*Exercise description*. Print the complete set of entries exactly.

— Start of Input for this task —

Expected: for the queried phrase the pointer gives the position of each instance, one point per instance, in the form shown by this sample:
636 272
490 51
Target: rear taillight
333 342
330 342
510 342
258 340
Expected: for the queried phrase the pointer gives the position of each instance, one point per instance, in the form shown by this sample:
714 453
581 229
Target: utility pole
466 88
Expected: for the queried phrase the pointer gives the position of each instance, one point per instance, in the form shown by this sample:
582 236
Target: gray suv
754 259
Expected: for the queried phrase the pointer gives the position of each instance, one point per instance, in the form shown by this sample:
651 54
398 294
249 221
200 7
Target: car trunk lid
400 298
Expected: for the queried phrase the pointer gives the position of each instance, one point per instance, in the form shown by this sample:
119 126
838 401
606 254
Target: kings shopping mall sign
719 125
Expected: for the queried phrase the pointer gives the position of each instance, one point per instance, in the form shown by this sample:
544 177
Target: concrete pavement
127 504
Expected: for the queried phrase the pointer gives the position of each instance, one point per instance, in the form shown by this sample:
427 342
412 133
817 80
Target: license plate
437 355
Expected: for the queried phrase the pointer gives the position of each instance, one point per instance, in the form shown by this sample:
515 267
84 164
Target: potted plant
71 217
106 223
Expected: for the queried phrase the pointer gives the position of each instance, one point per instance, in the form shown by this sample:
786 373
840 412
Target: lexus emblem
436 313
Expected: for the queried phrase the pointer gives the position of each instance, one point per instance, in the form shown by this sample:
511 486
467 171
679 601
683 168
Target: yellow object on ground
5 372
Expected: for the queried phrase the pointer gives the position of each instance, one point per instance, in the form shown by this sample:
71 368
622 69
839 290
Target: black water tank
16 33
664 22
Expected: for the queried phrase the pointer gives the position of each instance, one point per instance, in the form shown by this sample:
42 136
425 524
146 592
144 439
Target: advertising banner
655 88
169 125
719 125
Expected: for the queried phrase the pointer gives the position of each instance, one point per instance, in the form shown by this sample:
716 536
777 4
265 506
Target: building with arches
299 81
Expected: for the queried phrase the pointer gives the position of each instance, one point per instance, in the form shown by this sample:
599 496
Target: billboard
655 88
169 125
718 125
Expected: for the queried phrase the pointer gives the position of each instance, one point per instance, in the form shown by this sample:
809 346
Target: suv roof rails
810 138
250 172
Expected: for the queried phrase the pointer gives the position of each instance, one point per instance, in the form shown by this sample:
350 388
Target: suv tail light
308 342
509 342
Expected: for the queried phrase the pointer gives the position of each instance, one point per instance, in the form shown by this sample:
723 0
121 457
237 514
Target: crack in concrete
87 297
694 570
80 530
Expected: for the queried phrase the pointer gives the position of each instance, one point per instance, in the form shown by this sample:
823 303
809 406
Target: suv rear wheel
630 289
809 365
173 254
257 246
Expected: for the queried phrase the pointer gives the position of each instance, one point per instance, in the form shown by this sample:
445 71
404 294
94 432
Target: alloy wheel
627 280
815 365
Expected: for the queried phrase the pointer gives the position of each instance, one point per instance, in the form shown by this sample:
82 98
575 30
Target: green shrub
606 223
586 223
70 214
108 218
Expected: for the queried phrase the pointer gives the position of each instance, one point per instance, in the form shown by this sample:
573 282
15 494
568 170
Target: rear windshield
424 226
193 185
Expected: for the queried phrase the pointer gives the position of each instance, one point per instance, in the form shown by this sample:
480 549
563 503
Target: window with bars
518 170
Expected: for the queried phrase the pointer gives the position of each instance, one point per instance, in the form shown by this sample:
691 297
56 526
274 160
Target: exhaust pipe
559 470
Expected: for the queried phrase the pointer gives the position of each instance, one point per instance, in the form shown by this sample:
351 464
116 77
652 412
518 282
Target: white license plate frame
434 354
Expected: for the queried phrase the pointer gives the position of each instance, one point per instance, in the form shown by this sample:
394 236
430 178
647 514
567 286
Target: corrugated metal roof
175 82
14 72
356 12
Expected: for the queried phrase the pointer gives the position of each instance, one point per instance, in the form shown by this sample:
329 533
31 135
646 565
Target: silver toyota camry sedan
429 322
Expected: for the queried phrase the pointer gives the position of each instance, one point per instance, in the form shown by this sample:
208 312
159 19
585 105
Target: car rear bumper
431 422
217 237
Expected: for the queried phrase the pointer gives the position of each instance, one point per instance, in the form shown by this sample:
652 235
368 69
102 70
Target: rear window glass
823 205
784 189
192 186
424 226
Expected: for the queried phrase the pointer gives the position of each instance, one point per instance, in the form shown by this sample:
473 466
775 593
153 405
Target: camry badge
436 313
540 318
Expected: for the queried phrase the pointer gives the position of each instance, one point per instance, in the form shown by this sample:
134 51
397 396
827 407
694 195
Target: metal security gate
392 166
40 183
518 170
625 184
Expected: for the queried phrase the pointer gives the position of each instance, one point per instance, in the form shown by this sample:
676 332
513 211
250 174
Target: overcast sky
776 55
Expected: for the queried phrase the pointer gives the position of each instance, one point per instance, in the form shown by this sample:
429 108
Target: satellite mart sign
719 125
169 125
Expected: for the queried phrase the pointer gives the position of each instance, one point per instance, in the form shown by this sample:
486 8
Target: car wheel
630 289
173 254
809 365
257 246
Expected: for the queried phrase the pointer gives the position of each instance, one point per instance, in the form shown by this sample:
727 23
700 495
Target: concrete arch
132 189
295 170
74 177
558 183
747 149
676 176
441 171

— End of Input for this task —

*Full answer*.
Expected: for the queried phrase the pointer gives the position of each instance, one point per instance, in the form shown by this sample:
636 272
490 51
Target: rear taillight
333 342
330 342
510 342
258 340
Expected: for the queried phrase the pointer gives the position of each instance, one point per instance, in the form shown by this sample:
714 453
581 229
Target: utility pole
466 88
Expected: for the queried phrase the pointer gives the position of each instance, one point per instance, in the form shown by this sample:
582 236
Target: gray suv
754 259
Expected: for the queried phrase the pointer gives the position of each instance, one point per instance, in the form shown by this sample:
651 54
398 294
249 221
200 7
Target: car trunk lid
400 298
Expected: for the queried phrase the pointer gives the position of each instance, one point per instance, in the form shown by this sample:
119 126
838 401
606 254
Target: kings shopping mall sign
719 125
Expected: for the queried phrase the pointer gives the position of each instance, one point per instance, in the form shown by this sample:
544 177
Target: concrete pavement
127 504
Expected: for the queried phrase the pointer gives the position of each instance, one point per instance, in the form shown by this sample:
427 342
412 133
817 80
Target: license plate
437 355
Expected: for the queried phrase the pointer gives the position of each instance, one point per instance, in the form shown by this sample:
515 267
84 164
Target: potted plant
71 217
106 223
Expected: for the queried phrase the pointer gives the position of each instance, one point per instance, in the form shown by this sample:
786 373
840 412
Target: lexus emblem
436 313
Expected: for the queried phrase the pointer gives the position of each instance, one point per instance, in the form shown by this sample:
511 486
467 171
679 601
683 168
Target: yellow object on ground
5 372
Expected: for the queried phrase the pointer gives the position of each instance, one point per instance, in the form shown by this sample:
71 368
622 69
839 290
Target: black water tank
16 33
664 22
Expected: for the queried phrase the pointer gives the position of each instance, one point per instance, in the form shown by this sample:
42 136
425 524
146 592
144 439
Target: advertising banner
655 88
169 125
719 125
Expected: for the queried phrase the pointer gives the position of each instance, one point per instance, in the form shown by this sample:
716 536
777 4
265 506
Target: building with arches
299 81
Expected: for the queried phrase the pointer gives the position of each instance, one point per instance, in the form shown by this sample:
599 496
Target: billboard
655 88
169 125
718 125
Expected: for the queried phrase the pointer gives the position of each instance, one point per instance, in the form shown by this sample:
809 346
Target: suv roof rails
810 138
250 172
Expected: for the queried phrase the pointer gives the position of each instance, one point per instance, in the form shown by this sample:
350 388
Target: suv tail light
308 342
509 342
Expected: for the queried phrase the pointer gives the position of each instance, one point per instance, in the form shown by this sample:
723 0
121 457
237 514
Target: crack in concrete
87 297
694 570
80 530
Expected: for the queried phrase the pointer gives the position of each instance, one point per instance, in the form shown by this sample:
823 303
809 406
Target: suv rear wheel
630 289
809 365
173 254
257 246
Expected: for the queried phrase the pointer gives the position of each instance, one point per instance, in the form shown by this sample:
445 71
404 294
94 432
Target: alloy wheel
627 280
815 365
Expected: for the queried phrase the pointer gives the position of each instance, one point per instance, in the form shown by this sample:
82 98
575 30
Target: green shrub
606 223
586 223
70 214
108 218
Expected: for the queried phrase the pointer gives the position of each instance, one point per instance, in the form shown by this sample:
573 282
15 494
568 170
Target: rear windshield
424 226
193 185
Expected: for the queried phrase the pointer gives the position of each instance, one point per instance, in the form shown by this sample:
480 549
563 503
Target: window with bars
518 170
Expected: for the queried phrase the pointer gives the position of each instance, one point per instance, in the form shown by this sample:
691 297
56 526
274 160
Target: exhaust pipe
559 470
Expected: for the queried phrase the pointer gives the position of each instance, one point per instance, in the form shown by this sample:
351 464
116 77
652 412
518 282
Target: white license plate frame
434 354
Expected: for the queried phrase the pointer gives the position of each instance, one point per instance, in the form shown by this sample:
394 236
430 178
647 514
567 286
Target: corrugated metal roof
175 82
14 72
356 12
Expected: for the queried phrase the pointer gives the position of each instance, one point per instance, in the form shown by this sample:
329 533
31 135
646 565
Target: silver toyota camry sedan
429 322
Expected: for the queried phrase the pointer gives the position of each instance, one point per instance, in the form shown by this sample:
208 312
159 19
585 105
Target: car rear bumper
431 422
217 237
Expected: for the queried phrase the pointer gives the position of each instance, one point per instance, in the form shown by this sample:
652 235
368 69
102 70
Target: rear window glass
823 205
784 189
192 186
424 226
Expected: for the queried phrase the pointer gives the position of each instance, one point per instance, in the form shown by this sample:
473 466
775 593
153 405
Target: camry badge
436 313
540 318
Expected: for the queried phrase the pointer gives the position of each instance, one point per instance, in the form shown by this sample:
134 51
397 396
827 407
694 195
Target: metal security gate
392 166
40 183
518 170
625 184
Expected: for the queried phrase the pointer gives the position of each instance, one point per instance, in the form shown by this sample:
676 332
513 211
250 174
Target: overcast sky
776 55
Expected: for the queried phrase the pointer gives the position of each instance, one point per instance, in the form shown by this sample:
429 108
Target: satellite mart sign
719 125
169 125
Expected: for the queried phrase the pointer gives the position of each instance, one point per instance, in the form shown by this sample:
486 8
Target: car wheel
630 289
173 254
809 365
257 246
Expected: for the queried phrase the pointer gives the position of each instance, one point per instance, in the form shown by this sample:
727 23
700 495
Target: concrete arch
132 189
295 170
74 177
558 183
747 149
676 176
441 171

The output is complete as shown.